**WHAT IS BEING ASKED:** Copy all of the items below word for word, and leave the picture out of your copy.

**PROVIDED DATA:**
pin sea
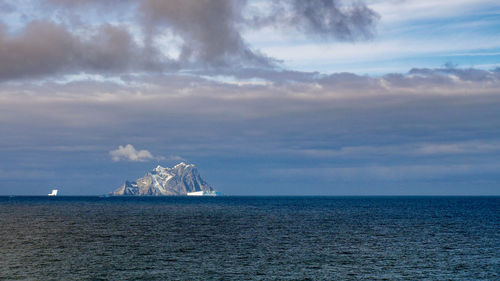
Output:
[0,196,500,280]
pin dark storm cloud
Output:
[291,0,379,40]
[0,21,169,80]
[141,0,274,67]
[0,0,378,81]
[247,0,380,41]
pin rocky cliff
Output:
[110,163,215,196]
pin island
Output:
[108,162,221,196]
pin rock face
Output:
[110,163,215,196]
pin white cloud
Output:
[109,144,155,162]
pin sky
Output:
[0,0,500,195]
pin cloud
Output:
[109,144,155,162]
[141,0,274,67]
[247,0,380,41]
[0,0,378,81]
[287,0,380,40]
[0,20,169,80]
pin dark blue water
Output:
[0,197,500,280]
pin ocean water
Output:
[0,197,500,280]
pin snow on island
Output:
[109,162,221,196]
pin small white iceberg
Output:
[187,190,222,196]
[47,189,57,196]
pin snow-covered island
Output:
[109,162,221,196]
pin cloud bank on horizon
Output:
[0,0,500,194]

**EXERCISE ANSWER:**
pin sea
Output:
[0,196,500,280]
pin dark storm cloud
Output:
[291,0,379,40]
[0,21,169,80]
[141,0,274,67]
[0,0,378,81]
[247,0,380,41]
pin rocky cliff
Output:
[110,163,215,196]
pin island
Output:
[108,162,221,196]
pin rock face
Output:
[110,163,215,196]
pin white cloud
Output:
[109,144,155,162]
pin sky
Output:
[0,0,500,195]
pin cloud
Output:
[109,144,155,162]
[141,0,274,67]
[247,0,380,41]
[0,0,378,81]
[287,0,380,40]
[0,20,169,80]
pin dark blue water
Output:
[0,197,500,280]
pin ocean water
Output:
[0,197,500,280]
pin snow on island
Output:
[109,162,221,196]
pin small white iceberg
Output:
[187,190,222,196]
[47,189,57,196]
pin snow-covered island
Output:
[109,162,221,196]
pin cloud bank on horizon
Output:
[0,0,500,194]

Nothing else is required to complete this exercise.